READING PASSAGE ->
(begin)
F1 points are awarded from the final classification, not just the order on screen when the flag falls.

Formula 1 points look simple when a full race runs normally: the top ten score 25, 18, 15, 12, 10, 8, 6, 4, 2, and 1. The details matter when a race is shortened, a driver retires late, a sprint is run, or a penalty changes the final classification after the chequered flag.

Grand Prix points

The standard F1 race points system

For a race that reaches at least 75 percent of its scheduled distance, points are awarded to the first ten classified finishers.

Winner to third

25, 18, 15

The race winner scores 25 points, second place scores 18, and third place scores 15. These are both Drivers' Championship points and Constructors' Championship points.

Fourth to sixth

12, 10, 8

Fourth scores 12, fifth scores 10, and sixth scores 8. A team scores the points from both of its cars if both are classified in the points positions.

Seventh to tenth

6, 4, 2, 1

Seventh scores 6, eighth scores 4, ninth scores 2, and tenth scores 1. Finishing eleventh or lower does not score race points, even if the car is classified.
(end)
TASKS ->
[a] According to the F1 points passage, why can a penalty given after the chequered flag change which drivers score points? Answer in one to three sentences.
[b] Print the F1 points passage between "F1 points are" and "ten classified finishers.", inclusive.
Answer from the F1 points passage alone.

DATA ->
(begin)
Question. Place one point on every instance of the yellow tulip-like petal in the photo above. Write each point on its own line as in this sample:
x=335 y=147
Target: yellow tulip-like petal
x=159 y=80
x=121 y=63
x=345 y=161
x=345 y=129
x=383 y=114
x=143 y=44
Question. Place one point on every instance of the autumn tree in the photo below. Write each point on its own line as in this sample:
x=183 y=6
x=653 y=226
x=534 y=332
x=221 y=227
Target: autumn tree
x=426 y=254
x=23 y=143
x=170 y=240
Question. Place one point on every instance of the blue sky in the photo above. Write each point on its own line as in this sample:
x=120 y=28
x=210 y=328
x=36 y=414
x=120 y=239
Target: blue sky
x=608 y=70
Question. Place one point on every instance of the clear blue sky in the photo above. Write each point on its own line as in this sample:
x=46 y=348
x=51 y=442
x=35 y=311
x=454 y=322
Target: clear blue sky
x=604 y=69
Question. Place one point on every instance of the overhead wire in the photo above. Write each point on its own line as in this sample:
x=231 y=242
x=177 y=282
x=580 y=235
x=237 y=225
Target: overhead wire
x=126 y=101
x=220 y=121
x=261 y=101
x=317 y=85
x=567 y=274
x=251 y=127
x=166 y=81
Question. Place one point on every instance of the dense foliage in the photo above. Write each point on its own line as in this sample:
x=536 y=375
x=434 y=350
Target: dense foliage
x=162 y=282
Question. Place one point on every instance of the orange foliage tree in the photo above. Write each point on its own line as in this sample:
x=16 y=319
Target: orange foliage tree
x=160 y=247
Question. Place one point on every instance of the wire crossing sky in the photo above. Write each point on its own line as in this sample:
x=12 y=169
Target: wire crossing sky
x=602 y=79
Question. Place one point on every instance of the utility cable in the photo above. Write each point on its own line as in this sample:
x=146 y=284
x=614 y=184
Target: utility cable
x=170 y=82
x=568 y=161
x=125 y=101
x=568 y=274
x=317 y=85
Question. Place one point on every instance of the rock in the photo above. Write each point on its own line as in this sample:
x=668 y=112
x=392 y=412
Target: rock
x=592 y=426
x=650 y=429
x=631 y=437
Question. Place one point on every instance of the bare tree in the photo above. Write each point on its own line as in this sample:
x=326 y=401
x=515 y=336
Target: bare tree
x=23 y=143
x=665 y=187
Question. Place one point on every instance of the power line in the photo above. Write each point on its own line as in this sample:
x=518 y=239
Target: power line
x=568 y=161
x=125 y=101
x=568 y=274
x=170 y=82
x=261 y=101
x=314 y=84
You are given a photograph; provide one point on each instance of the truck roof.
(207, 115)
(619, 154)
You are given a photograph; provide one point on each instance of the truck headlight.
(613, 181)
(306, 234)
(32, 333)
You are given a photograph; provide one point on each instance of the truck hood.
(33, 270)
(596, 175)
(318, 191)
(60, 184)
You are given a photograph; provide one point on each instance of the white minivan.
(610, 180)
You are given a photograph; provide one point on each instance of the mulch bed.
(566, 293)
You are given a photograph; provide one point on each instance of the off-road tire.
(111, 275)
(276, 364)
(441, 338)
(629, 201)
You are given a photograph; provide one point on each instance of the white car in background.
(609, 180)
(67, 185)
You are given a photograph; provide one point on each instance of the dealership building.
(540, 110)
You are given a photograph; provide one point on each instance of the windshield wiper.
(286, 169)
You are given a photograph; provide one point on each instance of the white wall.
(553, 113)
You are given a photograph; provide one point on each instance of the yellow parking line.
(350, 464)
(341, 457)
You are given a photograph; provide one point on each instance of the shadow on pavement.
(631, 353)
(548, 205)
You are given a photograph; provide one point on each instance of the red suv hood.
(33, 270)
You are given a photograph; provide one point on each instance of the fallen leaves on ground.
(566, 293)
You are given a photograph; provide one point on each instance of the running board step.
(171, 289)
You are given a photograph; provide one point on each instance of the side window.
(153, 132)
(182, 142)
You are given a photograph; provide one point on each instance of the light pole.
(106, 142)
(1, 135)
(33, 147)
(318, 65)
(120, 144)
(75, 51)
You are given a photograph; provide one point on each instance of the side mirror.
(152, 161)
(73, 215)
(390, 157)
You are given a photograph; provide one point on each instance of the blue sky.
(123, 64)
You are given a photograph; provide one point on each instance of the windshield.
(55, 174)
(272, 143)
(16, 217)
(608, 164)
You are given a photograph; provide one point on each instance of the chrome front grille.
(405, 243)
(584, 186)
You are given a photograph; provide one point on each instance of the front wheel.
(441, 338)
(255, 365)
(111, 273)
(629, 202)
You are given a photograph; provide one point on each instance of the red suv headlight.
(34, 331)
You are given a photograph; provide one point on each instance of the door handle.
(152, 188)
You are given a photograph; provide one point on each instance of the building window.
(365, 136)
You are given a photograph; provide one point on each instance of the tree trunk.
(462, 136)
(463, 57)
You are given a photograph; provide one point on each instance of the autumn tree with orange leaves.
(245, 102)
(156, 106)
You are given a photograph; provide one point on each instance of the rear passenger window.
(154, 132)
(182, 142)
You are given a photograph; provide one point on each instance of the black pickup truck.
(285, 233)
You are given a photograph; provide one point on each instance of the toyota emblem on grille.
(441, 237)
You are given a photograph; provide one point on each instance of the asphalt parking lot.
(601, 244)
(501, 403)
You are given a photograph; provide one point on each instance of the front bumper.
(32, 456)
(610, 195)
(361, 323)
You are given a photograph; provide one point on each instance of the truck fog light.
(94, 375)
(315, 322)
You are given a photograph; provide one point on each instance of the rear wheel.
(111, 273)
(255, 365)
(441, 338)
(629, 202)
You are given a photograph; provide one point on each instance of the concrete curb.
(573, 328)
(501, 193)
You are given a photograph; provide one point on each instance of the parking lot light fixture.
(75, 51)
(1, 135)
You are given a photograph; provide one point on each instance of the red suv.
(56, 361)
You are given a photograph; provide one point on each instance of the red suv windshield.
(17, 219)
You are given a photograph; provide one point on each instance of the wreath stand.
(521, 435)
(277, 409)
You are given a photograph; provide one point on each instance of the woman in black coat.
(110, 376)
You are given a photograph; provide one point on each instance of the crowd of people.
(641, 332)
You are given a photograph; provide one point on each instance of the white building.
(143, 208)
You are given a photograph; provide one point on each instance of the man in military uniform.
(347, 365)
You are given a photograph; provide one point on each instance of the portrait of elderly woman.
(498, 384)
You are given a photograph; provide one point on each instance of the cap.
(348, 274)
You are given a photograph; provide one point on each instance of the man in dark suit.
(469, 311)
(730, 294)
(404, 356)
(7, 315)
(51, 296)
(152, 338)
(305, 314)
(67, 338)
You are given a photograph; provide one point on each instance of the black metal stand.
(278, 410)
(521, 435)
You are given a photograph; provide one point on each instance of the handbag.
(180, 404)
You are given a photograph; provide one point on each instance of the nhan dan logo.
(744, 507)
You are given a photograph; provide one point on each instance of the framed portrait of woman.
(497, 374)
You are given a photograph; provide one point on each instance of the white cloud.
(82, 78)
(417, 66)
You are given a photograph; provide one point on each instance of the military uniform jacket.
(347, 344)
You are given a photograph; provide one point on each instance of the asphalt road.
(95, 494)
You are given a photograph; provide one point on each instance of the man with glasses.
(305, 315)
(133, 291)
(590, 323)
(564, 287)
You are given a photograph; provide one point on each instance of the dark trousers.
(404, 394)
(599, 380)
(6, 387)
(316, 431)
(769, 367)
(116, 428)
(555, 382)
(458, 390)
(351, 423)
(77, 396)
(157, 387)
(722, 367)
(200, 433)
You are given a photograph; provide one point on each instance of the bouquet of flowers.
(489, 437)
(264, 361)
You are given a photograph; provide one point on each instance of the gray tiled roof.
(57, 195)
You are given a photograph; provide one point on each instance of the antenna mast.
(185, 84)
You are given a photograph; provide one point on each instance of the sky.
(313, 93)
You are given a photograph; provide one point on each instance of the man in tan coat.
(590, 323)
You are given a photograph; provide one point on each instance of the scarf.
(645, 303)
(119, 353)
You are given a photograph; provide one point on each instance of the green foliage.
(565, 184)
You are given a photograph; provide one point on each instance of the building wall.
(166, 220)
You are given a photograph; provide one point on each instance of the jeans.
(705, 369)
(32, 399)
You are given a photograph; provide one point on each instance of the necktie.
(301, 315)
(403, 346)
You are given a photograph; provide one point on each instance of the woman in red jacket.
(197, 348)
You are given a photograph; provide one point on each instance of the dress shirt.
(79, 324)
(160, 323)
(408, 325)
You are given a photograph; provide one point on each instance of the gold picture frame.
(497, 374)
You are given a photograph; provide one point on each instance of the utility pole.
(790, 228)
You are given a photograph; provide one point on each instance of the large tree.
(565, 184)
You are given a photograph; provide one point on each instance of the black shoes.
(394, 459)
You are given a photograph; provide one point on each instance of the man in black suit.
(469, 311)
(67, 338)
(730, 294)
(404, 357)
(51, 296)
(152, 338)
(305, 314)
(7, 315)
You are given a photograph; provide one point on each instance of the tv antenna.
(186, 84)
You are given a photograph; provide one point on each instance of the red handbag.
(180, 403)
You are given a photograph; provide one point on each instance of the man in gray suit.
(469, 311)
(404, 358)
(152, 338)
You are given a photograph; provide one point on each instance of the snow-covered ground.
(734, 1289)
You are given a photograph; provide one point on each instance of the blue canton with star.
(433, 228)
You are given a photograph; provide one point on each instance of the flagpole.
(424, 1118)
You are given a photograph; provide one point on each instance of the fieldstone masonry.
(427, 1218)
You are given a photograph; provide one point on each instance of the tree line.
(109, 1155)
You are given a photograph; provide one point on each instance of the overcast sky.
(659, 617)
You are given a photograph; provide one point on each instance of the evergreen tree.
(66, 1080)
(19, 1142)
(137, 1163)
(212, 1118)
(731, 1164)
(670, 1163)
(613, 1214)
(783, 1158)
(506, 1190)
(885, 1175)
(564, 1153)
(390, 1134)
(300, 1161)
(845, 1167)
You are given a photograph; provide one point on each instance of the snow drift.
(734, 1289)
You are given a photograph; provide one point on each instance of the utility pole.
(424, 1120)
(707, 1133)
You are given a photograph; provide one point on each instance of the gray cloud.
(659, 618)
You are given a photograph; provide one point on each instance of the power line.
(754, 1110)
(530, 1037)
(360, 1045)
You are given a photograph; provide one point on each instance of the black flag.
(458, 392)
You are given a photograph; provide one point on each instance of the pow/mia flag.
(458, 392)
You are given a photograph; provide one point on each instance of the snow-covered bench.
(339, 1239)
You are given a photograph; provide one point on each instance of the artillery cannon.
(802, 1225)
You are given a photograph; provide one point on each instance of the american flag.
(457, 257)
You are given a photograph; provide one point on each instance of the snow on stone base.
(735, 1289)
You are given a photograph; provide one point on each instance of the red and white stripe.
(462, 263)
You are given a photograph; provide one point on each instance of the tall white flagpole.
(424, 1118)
(end)
SOLUTIONS FOR EACH TASK ->
[a] Points are awarded from the final classification, not from the order on screen when the flag falls. A penalty that changes the final classification therefore changes who scores.

[b]
F1 points are awarded from the final classification, not just the order on screen when the flag falls.

Formula 1 points look simple when a full race runs normally: the top ten score 25, 18, 15, 12, 10, 8, 6, 4, 2, and 1. The details matter when a race is shortened, a driver retires late, a sprint is run, or a penalty changes the final classification after the chequered flag.

Grand Prix points

The standard F1 race points system

For a race that reaches at least 75 percent of its scheduled distance, points are awarded to the first ten classified finishers.